======== PAGE TEXT

Growing Concern Over Teen Dependence on AI for Mental Health Support
Experts are sounding the alarm over the rising risks and limitations linked to young people using general purpose AI systems for emotional guidance. Adolescents have turned more intensely toward screens since COVID 19, seeking support from digital tools instead of human interactions. Researchers now observe an increasing number of teenagers confiding in AI chatbots like ChatGPT or Character AI rather than reaching out to psychologists or psychiatrists.
Professor Eleftherios G. Gkortsis, an academic specializing in Medical Physics and Informatics, describes the situation as a complex intersection of technology and social behavior. He notes that constant availability, the perception of anonymity, and limited access to approachable adults are drawing teens toward AI as an immediate yet unregulated outlet. The professor emphasizes that these tools often lack personalization and clinical depth.
Key Risks Identified by Experts
Specialists outline several critical risks associated with adolescents substituting AI chats for professional mental health care.
Illusion of a digital friend that may delay appropriate therapeutic intervention.
Absence of empathy and inability to detect non verbal cues essential in mental health assessment.
Significant concerns over data protection and GDPR compliance when minors share sensitive information with commercial AI platforms.
Gkortsis stresses that sustainable and safe AI deployment in mental health requires systems built on personalization, feedback loops, and clinical oversight rather than generic conversational models. He adds that current AI systems do not follow therapeutic protocols, lack clinical judgment, and fall short in supporting emotional regulation.
Why Teens Turn to Chatbots Over Professionals
Adolescents often feel more protected when speaking to chatbots because they fear potential breaches of privacy from parents, teachers, or other adults. Many teens perceive AI interactions as non judgmental and immediate, which fills a gap left by healthcare systems struggling with accessibility. These perceptions, however, may lead minors to rely on tools that pose ethical and legal risks.
General purpose AI platforms collect large amounts of user data in ways that frequently conflict with transparency and consent obligations under GDPR. Such systems may store sensitive information on cloud servers without robust encryption, raising concerns about data security and misuse.

================

* **TASKS TO PERFORM**
**a.** Answer these questions using the article on teen reliance on AI for mental health support:
(i) In what fields does Professor Eleftherios G. Gkortsis specialize?
(ii) Which two AI chatbots does the article name as ones teenagers confide in?
(iii) From whom do adolescents fear privacy breaches when they choose chatbots?
**b.** Extend the article on teen reliance on AI for mental health support, starting right after its final sentence.

======== DATA EXTRACTS

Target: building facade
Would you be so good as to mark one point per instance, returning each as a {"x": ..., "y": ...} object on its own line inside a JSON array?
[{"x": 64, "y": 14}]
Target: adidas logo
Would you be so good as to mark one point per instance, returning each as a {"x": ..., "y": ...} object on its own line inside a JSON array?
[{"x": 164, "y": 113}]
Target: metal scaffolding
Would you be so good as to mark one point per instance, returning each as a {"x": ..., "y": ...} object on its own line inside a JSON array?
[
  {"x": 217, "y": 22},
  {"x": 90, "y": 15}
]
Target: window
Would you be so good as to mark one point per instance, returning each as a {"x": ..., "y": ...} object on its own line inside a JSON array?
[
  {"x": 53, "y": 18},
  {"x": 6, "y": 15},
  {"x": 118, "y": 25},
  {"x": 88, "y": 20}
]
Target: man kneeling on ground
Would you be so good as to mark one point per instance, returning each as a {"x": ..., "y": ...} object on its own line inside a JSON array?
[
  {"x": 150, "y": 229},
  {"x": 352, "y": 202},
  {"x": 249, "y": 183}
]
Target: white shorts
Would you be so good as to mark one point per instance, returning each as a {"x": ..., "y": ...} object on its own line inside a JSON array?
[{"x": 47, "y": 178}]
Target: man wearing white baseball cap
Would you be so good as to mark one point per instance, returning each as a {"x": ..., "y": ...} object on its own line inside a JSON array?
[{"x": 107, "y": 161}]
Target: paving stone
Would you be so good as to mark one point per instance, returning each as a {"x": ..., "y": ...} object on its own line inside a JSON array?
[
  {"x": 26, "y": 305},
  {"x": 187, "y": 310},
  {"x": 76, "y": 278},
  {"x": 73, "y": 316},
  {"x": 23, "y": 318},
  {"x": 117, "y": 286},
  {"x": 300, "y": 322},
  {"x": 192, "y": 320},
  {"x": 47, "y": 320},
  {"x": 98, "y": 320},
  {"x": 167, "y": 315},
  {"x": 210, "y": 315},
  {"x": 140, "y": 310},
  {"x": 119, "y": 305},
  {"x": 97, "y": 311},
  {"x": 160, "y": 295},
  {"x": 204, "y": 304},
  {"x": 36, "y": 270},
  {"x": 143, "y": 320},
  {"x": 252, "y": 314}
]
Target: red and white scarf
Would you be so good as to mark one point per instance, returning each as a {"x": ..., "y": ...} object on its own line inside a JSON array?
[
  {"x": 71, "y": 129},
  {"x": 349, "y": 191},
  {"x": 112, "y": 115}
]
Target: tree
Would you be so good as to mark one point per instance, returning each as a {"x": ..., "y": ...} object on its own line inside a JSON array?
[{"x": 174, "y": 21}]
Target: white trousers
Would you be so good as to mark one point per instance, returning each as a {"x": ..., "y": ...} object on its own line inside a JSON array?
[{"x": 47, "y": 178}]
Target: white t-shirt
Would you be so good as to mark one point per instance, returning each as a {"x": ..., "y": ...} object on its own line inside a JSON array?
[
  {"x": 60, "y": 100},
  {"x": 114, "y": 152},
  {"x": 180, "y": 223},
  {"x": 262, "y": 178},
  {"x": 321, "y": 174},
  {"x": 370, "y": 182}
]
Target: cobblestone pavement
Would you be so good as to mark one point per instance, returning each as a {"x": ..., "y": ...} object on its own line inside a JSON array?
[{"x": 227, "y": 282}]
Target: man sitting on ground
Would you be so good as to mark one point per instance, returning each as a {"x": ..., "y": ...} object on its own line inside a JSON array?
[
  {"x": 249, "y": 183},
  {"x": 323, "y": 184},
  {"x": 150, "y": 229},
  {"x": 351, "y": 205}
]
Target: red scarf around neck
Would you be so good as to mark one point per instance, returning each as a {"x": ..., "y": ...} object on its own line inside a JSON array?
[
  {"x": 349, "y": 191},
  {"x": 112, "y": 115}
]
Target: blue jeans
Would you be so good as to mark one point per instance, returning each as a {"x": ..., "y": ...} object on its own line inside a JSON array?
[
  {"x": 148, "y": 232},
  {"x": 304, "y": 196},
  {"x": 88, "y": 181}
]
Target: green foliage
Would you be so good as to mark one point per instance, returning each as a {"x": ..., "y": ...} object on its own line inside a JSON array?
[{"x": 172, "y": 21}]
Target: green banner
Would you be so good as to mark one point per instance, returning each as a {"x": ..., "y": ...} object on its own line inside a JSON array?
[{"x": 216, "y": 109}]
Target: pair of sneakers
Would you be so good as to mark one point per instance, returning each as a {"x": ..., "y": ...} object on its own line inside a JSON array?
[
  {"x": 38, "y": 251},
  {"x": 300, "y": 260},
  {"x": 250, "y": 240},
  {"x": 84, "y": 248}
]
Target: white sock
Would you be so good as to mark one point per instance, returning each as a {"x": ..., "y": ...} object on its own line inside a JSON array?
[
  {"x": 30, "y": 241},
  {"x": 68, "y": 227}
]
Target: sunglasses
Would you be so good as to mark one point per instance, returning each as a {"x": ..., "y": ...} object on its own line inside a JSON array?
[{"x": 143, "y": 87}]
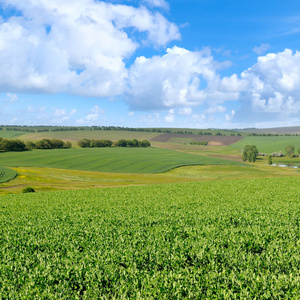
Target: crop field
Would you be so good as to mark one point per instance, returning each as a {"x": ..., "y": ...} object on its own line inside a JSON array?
[
  {"x": 7, "y": 174},
  {"x": 269, "y": 144},
  {"x": 7, "y": 134},
  {"x": 121, "y": 160},
  {"x": 234, "y": 239},
  {"x": 183, "y": 138},
  {"x": 75, "y": 136}
]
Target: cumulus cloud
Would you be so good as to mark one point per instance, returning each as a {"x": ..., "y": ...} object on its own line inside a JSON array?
[
  {"x": 11, "y": 98},
  {"x": 177, "y": 79},
  {"x": 261, "y": 49},
  {"x": 75, "y": 47},
  {"x": 157, "y": 3},
  {"x": 94, "y": 114},
  {"x": 274, "y": 83},
  {"x": 228, "y": 117},
  {"x": 60, "y": 115}
]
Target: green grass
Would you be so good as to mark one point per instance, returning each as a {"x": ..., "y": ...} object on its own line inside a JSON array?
[
  {"x": 7, "y": 134},
  {"x": 121, "y": 160},
  {"x": 7, "y": 174},
  {"x": 75, "y": 136},
  {"x": 208, "y": 240},
  {"x": 268, "y": 144}
]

================

* **RESULTS OF THE TASKS**
**a.**
(i) Medical Physics and Informatics.
(ii) ChatGPT and Character AI.
(iii) Parents, teachers, or other adults.

**b.**
The Need for Specialized and Clinically Supervised AI Systems
Researchers argue that safer and more effective AI tools for mental health must be purpose built using individualized datasets, semantic mapping mechanisms, real time monitoring, and continuous clinical evaluation. Gkortsis highlights that these systems require design frameworks grounded in personalization, structured feedback, and medical supervision.
Specialized platforms must include cycles of real time and retrospective feedback, involve mental health experts in model evaluation, and rely on controlled data environments. According to Gkortsis, such architectures enable greater accuracy while ensuring that systems stay within safe boundaries.
Regulatory Challenges and Proposed Safeguards
Regulators across the EU, including Greece, have introduced frameworks like the AI Act, yet experts acknowledge that enforcement remains difficult due to the proprietary nature of corporate AI technologies. Gkortsis believes that effective solutions must extend beyond regulation and adopt broader socio political approaches.
Suggested measures include the introduction of age filters, guardian verification, and dedicated protection rules for minors who are more susceptible to persuasive digital interactions. These steps aim to reduce unmonitored access to AI systems, especially when young users may misinterpret chatbot interactions as reliable guidance.
Balancing Innovation With Ethics
Integrating AI into mental health support requires more than technological advancement. It demands a cohesive approach that combines strong legislation, ethical oversight, robust safety standards, and social awareness. Experts conclude that while AI can serve as a supplementary tool in mental health care, it cannot replace human empathy, clinical judgment, or therapeutic relationships.